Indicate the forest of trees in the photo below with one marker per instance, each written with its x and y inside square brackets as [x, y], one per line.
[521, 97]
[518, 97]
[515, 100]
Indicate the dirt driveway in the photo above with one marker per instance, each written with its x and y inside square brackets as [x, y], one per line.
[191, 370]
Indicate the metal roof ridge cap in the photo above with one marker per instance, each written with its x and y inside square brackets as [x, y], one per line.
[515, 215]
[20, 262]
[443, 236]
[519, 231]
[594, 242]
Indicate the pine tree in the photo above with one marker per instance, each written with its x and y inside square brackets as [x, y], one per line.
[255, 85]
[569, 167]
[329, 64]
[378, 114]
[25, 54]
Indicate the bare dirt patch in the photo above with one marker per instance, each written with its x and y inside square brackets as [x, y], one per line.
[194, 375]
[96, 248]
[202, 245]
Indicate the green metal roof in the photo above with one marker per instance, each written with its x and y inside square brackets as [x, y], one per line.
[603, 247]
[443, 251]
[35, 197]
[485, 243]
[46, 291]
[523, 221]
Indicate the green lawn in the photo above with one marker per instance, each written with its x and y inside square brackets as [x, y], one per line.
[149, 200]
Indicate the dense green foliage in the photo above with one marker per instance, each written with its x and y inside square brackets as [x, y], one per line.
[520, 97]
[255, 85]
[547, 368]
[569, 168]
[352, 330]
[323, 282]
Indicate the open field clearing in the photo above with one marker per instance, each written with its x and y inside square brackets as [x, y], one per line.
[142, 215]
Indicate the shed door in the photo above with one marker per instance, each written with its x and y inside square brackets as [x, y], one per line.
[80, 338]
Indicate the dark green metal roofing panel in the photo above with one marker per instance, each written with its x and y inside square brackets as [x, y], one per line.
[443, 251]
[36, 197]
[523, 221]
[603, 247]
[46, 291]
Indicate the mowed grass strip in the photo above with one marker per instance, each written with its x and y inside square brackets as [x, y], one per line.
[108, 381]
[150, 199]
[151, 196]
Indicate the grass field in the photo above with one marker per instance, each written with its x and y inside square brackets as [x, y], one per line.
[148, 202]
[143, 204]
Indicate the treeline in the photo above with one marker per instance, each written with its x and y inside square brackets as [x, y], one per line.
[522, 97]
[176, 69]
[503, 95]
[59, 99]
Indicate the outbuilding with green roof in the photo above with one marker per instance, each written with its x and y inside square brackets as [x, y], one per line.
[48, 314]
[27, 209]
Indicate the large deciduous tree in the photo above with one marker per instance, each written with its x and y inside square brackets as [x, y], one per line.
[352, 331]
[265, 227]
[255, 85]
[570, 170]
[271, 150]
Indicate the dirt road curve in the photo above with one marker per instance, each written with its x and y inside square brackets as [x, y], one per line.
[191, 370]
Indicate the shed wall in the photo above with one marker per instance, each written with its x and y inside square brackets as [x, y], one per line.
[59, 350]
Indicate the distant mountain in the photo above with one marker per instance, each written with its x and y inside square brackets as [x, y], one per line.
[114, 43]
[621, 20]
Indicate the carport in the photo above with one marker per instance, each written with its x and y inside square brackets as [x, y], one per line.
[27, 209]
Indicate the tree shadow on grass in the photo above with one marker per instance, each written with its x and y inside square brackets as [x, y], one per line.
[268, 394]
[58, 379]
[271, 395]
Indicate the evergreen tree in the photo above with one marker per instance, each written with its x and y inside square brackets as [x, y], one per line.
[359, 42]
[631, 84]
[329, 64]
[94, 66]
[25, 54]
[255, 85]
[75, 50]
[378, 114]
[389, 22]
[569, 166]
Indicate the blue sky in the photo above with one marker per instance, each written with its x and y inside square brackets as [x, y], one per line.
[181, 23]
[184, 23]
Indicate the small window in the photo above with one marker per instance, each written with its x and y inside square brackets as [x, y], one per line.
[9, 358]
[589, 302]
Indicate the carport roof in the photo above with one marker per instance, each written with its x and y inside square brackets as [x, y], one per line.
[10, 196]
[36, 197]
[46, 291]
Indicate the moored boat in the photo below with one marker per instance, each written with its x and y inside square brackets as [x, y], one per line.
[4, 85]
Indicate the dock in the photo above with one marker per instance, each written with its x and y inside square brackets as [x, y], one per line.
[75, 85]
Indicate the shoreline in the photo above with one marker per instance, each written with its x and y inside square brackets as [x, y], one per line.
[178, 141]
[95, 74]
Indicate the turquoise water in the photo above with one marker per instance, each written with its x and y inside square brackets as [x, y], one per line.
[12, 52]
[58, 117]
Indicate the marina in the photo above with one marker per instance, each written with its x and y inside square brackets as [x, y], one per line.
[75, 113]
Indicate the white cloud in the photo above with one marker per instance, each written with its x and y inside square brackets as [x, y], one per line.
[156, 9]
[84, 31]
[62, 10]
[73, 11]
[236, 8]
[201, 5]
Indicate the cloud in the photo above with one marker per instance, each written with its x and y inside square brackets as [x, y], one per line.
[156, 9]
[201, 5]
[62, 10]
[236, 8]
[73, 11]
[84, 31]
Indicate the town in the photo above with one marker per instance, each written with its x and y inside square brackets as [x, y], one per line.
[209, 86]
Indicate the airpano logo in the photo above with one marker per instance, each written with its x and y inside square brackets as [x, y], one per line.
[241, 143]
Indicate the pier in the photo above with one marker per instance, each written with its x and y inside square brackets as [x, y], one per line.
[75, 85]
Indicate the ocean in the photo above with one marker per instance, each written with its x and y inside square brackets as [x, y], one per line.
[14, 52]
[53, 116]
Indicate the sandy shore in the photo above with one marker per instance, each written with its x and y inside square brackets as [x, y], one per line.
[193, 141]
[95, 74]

^^^^^^^^

● What you will do:
Output the data above exactly, please, line for line.

● Finished exercise:
Indicate the forest of trees in the photo below with one marker per instance, each written with its x and y inside square brackets as [x, y], one per line.
[521, 97]
[518, 97]
[515, 100]
Indicate the dirt driveway in the photo above with one marker per instance, each written with its x and y inside square brackets as [x, y], one per line.
[191, 370]
Indicate the metal roof ridge cap in the photo above with one marker per instance, each written with its x and y inside square brackets as [x, y], one per line.
[515, 215]
[20, 262]
[443, 236]
[519, 231]
[594, 242]
Indicate the pine tree in the photo above with one marker per instance, each written with its x and y inside square brackets as [x, y], one per line.
[255, 85]
[569, 167]
[329, 64]
[378, 114]
[25, 54]
Indicate the bare dirt patch in the photo above with one marker per instance, each written with its x and y inside square brackets as [x, y], one per line.
[194, 375]
[96, 248]
[202, 245]
Indicate the green metal roof in the photo above with one marker per instance, each written with its x and y inside square brackets as [x, y], one per line.
[603, 247]
[443, 251]
[35, 197]
[485, 243]
[46, 291]
[523, 221]
Indicate the green lawn in the photo above with one marker per instance, each written with its x and y inside square brackets as [x, y], one per line.
[149, 200]
Indicate the dense green foliage in the photo above with one marker per instance, each written with its x and y inside square brackets as [x, y], one per line.
[520, 97]
[255, 85]
[547, 368]
[569, 168]
[352, 330]
[323, 282]
Indicate the open field clearing in the photo above with one marker per instance, each written with its x and y inside square brackets as [x, y], one per line.
[142, 215]
Indicate the shed door in the photo above with one marker per instance, each written with its x and y inside square brackets as [x, y], one per line.
[80, 338]
Indicate the dark green metal roofing panel in the photo above with one marker per instance, each written with its x and y inside square brackets as [x, y], one per line.
[443, 251]
[36, 197]
[523, 221]
[603, 247]
[46, 291]
Indicate the mowed grass strip in the photo above with one marker per instance, each written with its x and y inside square brackets as [x, y], one per line.
[108, 381]
[150, 199]
[151, 196]
Indicate the grass field in the photo above with one marker per instance, each written with its x and y inside square brackets as [x, y], one per line.
[148, 202]
[143, 204]
Indicate the treeline in the photo above with one marker per instance, each written with its x and y inside square brackets as [x, y], one per line.
[522, 97]
[176, 69]
[503, 95]
[59, 99]
Indicate the outbuilding with green roof in the photo above with one marker per instance, each written with its x and y inside square brackets as [x, y], one per line.
[48, 314]
[27, 209]
Indicate the large deciduous tree in the photo above with one marker per instance, each written with its x and y inside square brackets as [x, y], one per line.
[352, 331]
[265, 227]
[255, 85]
[570, 170]
[271, 150]
Indicate the dirt road curve in the photo above with one marker per instance, each written with its x and y inside square brackets as [x, y], one per line.
[191, 370]
Indicate the shed wall in the photo above with one marker per instance, each written with its x and y inside square brackets as [x, y], one per line.
[59, 350]
Indicate the distant mountain in the photo above with one marker per instance, each written with its x and y inside square brackets as [x, y], one per line.
[114, 43]
[621, 20]
Indicate the carport in the photo above with one marker per instance, each written with its x and y inside square brackets as [x, y], one per line.
[27, 209]
Indicate the tree shadow on grass in the photo above with one marker per instance, each written with its x and y inside square brackets as [x, y], one per line.
[268, 394]
[58, 379]
[271, 395]
Indicate the evergreen tree in the photo above with one marker per instance, each written with its x and y inside square brackets as [x, y], one per line.
[359, 42]
[631, 84]
[329, 64]
[94, 66]
[25, 54]
[255, 85]
[75, 50]
[378, 114]
[389, 22]
[569, 166]
Indicate the blue sky in the photo above with one marker per instance, each written with its x and y inside square brackets as [x, y], one per line.
[181, 23]
[184, 23]
Indicate the small window in the photo above with one marker per instance, each written with its x and y inside square brackets as [x, y], one per line.
[9, 358]
[589, 302]
Indicate the carport roof in the photo above with one marker per instance, each written with its x and y inside square brackets as [x, y], one per line.
[10, 196]
[36, 197]
[46, 291]
Indicate the moored boat in the photo below with one marker per instance, each written with its x and y inside square brackets as [x, y], one per line.
[4, 85]
Indicate the dock in the photo above with one marker per instance, each written with its x and y inside square brackets as [x, y], one per line.
[75, 85]
Indicate the shoreline in the photo above with one marker per instance, each written with its x and y inside square brackets as [x, y], one per line.
[178, 141]
[95, 74]
Indicate the turquoise water in the photo above with one marker per instance, each written with its x and y inside square brackets as [x, y], one per line.
[12, 52]
[58, 117]
Indicate the marina in the photo above with one marker per instance, each written with its x and y inside square brackets as [x, y], one per line.
[75, 113]
Indicate the white cloud in the photo above with one marker per instance, each written with its x and y inside square brackets as [x, y], one per line.
[156, 9]
[84, 31]
[62, 10]
[73, 11]
[236, 8]
[201, 5]
Indicate the cloud in the photo above with one marker per instance, each written with its x and y inside square brackets as [x, y], one per line.
[156, 9]
[201, 5]
[62, 10]
[236, 8]
[73, 11]
[84, 31]
Indicate the town in the photo above with one marker per instance, each written with its x and y inside square brackets as [x, y], one per line.
[209, 86]
Indicate the airpano logo in the photo above with one marker per instance, each written with its x and y inside square brackets as [x, y], one per line.
[241, 143]
Indicate the pier in the photo above with one marker per instance, each written with its x and y inside square brackets as [x, y], one per line.
[75, 85]
Indicate the ocean in the photo above with one marker per instance, each written with its x and y inside square brackets as [x, y], one per line.
[14, 52]
[53, 116]
Indicate the sandy shore in the photo above with one marker per instance, each written with its x and y inside square brackets as [x, y], one per line.
[193, 141]
[95, 74]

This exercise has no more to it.